[Start Page]

It did not take long for class
plaintiffs to commence parallel civil proceedings. The Judicial Panel on
Multi-District Litigation has referred approximately 170 market timing
class and derivative actions to a panel of three judges on the Federal
District Court for the District of Maryland for consolidated pretrial proceedings.
One of these Judges, J. Frederick Motz, recently issued the first decision
in the market timing cases resolving motions to dismiss,
inter alia,
claims brought under Section 10(b) of the 1934 Securities Exchange Act
and Rule 10b-5.[1]
In re Mutual Funds Investment Litigation (
in
re Janus Subtrack), 384 F. Supp. 2d 845 (D. Md. 2005).
As discussed in more detail below,
because the market timing cases provide a completely novel factual context
in which to test Rule 10b-5 jurisprudence, Judge Motz was compelled to
take a fresh look at certain previously well-established concepts. In particular,
the Court revisited the doctrines of: (i)
Blue Chip Stamps v. Manor
Drug Stores[2] which established the standing requirements for plaintiffs
under Section 10(b); (ii)
Central Bank of Denver, N.A. v. First Interstate
Bank of Denver, N.A.[3] which extinguished aiding and abetting liability
in private Section 10(b) actions; and (iii)
Basic, Inc. v. Levinson[4]
and
Affiliated Ute Citizens v. U.S.,[5] which set forth circumstances
in which the element of reliance may be presumed.

[End Page]

Stated exercise 1: Count the lines in the records that contain the string "finial" and reply with the number only.
The records below are unrelated to the text about market timing litigation.

[Start Dataset records]

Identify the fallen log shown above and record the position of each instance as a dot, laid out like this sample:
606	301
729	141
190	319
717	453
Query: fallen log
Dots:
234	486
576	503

[End Dataset records]
[Start Dataset records]

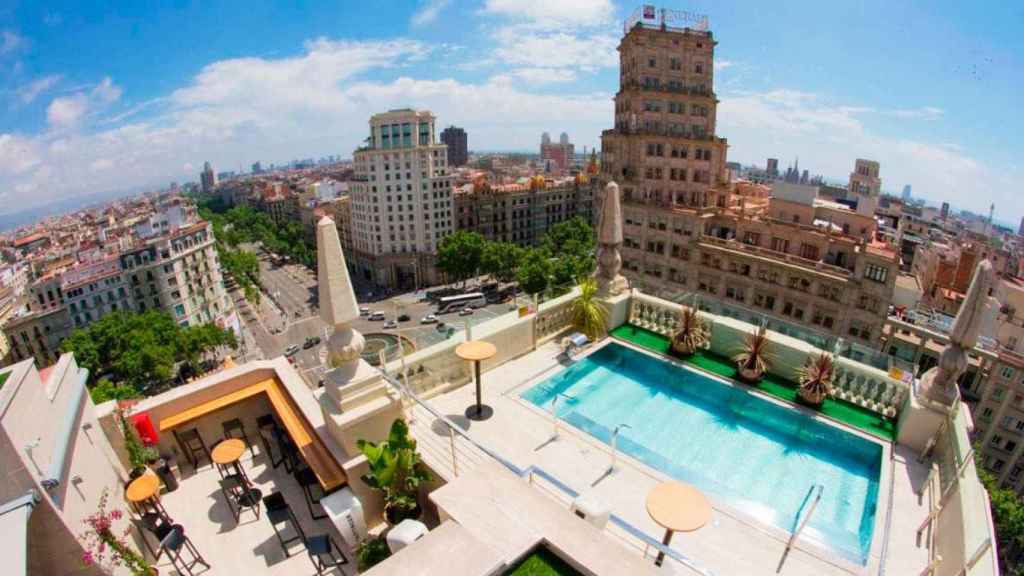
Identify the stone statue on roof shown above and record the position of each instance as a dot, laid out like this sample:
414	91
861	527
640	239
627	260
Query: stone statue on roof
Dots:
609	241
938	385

[End Dataset records]
[Start Dataset records]

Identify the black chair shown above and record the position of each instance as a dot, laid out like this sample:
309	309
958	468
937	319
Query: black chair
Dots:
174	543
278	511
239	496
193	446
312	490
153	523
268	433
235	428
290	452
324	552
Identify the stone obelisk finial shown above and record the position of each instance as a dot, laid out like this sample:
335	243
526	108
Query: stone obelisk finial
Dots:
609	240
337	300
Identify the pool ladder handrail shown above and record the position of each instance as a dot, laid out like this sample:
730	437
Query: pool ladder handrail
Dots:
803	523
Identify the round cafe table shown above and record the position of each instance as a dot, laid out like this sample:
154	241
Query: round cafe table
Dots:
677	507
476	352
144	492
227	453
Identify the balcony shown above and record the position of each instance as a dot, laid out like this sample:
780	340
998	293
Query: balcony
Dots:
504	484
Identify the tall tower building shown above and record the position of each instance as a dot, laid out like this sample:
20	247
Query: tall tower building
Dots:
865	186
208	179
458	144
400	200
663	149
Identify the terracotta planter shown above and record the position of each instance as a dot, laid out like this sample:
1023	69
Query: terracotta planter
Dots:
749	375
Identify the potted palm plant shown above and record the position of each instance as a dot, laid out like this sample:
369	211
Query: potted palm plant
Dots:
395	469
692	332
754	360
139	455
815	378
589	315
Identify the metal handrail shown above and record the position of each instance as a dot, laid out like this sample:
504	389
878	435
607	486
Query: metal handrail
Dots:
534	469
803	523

[End Dataset records]

Stated exercise 2: According to the market timing litigation text, why was Judge Motz compelled to take a fresh look at certain previously well-established concepts?

Task solution 1: 2

Task solution 2: The market timing cases provide a completely novel factual context in which to test Rule 10b-5 jurisprudence. This led Judge Motz to revisit the doctrines of Blue Chip Stamps, Central Bank of Denver, and Basic and Affiliated Ute.